● **WRITTEN REQUEST**: Copy out each of the following items word for word, with nothing added or changed.

○ ○ ○ ○

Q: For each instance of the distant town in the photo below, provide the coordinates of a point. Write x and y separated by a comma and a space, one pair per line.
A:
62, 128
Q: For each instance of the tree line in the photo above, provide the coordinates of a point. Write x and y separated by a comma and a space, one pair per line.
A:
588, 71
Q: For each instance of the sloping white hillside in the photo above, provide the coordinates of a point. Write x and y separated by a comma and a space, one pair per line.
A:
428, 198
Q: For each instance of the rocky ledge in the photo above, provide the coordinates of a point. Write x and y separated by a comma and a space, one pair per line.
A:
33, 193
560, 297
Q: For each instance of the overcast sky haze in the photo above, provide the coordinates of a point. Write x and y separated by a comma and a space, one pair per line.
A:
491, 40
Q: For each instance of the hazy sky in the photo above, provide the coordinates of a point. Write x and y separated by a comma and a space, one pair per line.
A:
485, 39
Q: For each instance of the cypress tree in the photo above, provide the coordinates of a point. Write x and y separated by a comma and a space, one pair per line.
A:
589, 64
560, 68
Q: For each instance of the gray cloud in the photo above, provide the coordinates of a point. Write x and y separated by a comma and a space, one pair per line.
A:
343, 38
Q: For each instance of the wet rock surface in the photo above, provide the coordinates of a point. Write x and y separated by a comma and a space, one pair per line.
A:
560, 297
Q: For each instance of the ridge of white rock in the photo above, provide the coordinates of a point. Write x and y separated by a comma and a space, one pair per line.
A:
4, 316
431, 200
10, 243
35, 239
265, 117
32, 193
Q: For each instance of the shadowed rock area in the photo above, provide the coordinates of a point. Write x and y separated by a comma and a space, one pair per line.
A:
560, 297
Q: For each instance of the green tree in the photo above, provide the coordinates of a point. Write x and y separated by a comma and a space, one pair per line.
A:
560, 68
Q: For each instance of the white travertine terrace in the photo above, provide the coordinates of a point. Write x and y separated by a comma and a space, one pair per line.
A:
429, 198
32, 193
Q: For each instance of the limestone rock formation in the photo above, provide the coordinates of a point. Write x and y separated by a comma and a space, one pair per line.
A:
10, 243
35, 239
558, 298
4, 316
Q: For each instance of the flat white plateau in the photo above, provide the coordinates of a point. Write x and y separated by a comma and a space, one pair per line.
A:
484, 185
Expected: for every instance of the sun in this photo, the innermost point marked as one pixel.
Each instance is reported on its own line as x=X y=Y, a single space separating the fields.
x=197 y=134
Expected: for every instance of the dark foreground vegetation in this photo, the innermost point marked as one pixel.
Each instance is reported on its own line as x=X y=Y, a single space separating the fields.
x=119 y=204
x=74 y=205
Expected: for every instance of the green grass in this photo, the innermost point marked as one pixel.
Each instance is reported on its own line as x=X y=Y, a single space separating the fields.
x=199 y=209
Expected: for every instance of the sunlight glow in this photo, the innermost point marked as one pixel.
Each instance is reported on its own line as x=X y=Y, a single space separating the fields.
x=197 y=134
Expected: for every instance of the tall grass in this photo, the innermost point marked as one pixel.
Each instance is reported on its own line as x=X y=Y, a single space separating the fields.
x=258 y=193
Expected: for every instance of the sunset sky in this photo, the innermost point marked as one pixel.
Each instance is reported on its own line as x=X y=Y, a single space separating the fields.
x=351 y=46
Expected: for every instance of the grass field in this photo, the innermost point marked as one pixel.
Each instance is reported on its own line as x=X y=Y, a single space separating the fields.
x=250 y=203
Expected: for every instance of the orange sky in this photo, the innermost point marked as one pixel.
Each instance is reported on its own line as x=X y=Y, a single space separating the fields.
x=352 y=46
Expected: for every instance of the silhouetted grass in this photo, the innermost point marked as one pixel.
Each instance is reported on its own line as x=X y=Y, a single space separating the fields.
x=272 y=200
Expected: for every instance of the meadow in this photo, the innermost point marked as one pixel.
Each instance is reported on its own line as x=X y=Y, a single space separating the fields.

○ ○ ○ ○

● **WRITTEN SOLUTION**:
Q: For each instance of the distant town in the photo below, provide the coordinates of a point. Write x and y separated by a comma and a space, one pair per line.
A:
62, 128
Q: For each instance of the tree line in the photo above, provide the coordinates of a point. Write x and y separated by a comma and a space, one pair per line.
A:
588, 71
Q: For each instance of the sloping white hillside in the photo above, provide the coordinates of a point. Write x and y separated by a comma and a space, one pair per line.
A:
428, 198
Q: For each instance of the rocky ledge in the photo above, provide the coordinates of a point. Write x and y separated by a comma and a space, one pair per line.
A:
33, 193
560, 297
Q: For each instance of the overcast sky haze in the photo above, provide the coordinates of a point. Write x and y separated by a comma and a space, one pair per line.
A:
491, 40
Q: For each instance of the hazy sky in the photo above, provide the coordinates of a point. Write x and y separated by a comma and a space, one pair per line.
A:
485, 39
Q: For each instance of the cypress tree in the photo above, provide the coordinates of a point. Write x and y separated by a comma and a space, one pair per line.
A:
589, 64
560, 68
Q: For each instance of the gray cloud in the photo above, provide the coordinates of a point. Write x and y separated by a comma and a space, one pair per line.
A:
343, 38
Q: For each instance of the wet rock surface in the photo above, provide the coordinates of a point. Write x and y separated by a comma and a space, one pair per line.
A:
560, 297
Q: For each instance of the ridge of white rock in the photo above, provide the coordinates of a point. Write x and y separated by a comma and a space, one pair per line.
A:
4, 316
431, 200
10, 243
35, 239
265, 117
32, 193
Q: For each instance of the shadowed rock area in the photo above, provide the coordinates of a point. Write x and y separated by a comma and a space, one pair per line.
A:
560, 297
Q: For each instance of the green tree in the photo above, provide the coordinates of a point. Write x and y separated by a comma and a space, one pair per line.
A:
560, 68
Q: For each instance of the white travertine terrace in the photo above, provide the coordinates of a point. Write x and y separated by a comma and a space, one pair per line.
A:
429, 198
32, 193
Q: For each instance of the limestone rock formation in the photo above, provide the coordinates of a point. Write x and y separated by a comma and a space, one pair per line.
A:
10, 243
35, 239
558, 298
4, 316
Q: For each instance of the flat white plateau in the photo above, provide the coordinates of a point. Write x and y separated by a comma and a space, one pair per line.
A:
484, 185
Expected: for every instance of the sun in this photo, the innermost point marked as one pixel.
Each instance is reported on its own line as x=X y=Y, a single space separating the fields.
x=197 y=134
Expected: for every instance of the dark foreground vegetation in this photo, the innermost point marked as one pixel.
Each instance is reported on its own line as x=X y=Y, a single space separating the fields.
x=119 y=204
x=74 y=205
Expected: for every instance of the green grass in this photo, the innermost point marked as one pixel.
Each instance is reported on its own line as x=X y=Y, a single space separating the fields.
x=199 y=209
Expected: for every instance of the sunlight glow in this photo, the innermost point marked as one pixel.
Each instance is reported on its own line as x=X y=Y, a single space separating the fields.
x=197 y=134
Expected: for every instance of the tall grass in this photo, the innermost point marked as one pixel.
Each instance is reported on its own line as x=X y=Y, a single space separating the fields.
x=258 y=193
Expected: for every instance of the sunset sky in this photo, the innermost point marked as one pixel.
Each instance is reported on its own line as x=X y=Y, a single space separating the fields.
x=351 y=46
Expected: for every instance of the grass field in this photo, the innermost point marked as one pixel.
Each instance is reported on its own line as x=X y=Y, a single space separating the fields.
x=250 y=203
Expected: for every instance of the orange sky in this photo, the innermost point marked as one pixel.
Each instance is reported on its own line as x=X y=Y, a single space separating the fields.
x=352 y=46
Expected: for every instance of the silhouetted grass in this photo, the innermost point marked as one pixel.
Each instance is reported on its own line as x=X y=Y, a single space separating the fields.
x=272 y=200
Expected: for every instance of the meadow in this photo, the innermost point marked as one pixel.
Each instance is reported on its own line as x=X y=Y, a single space separating the fields.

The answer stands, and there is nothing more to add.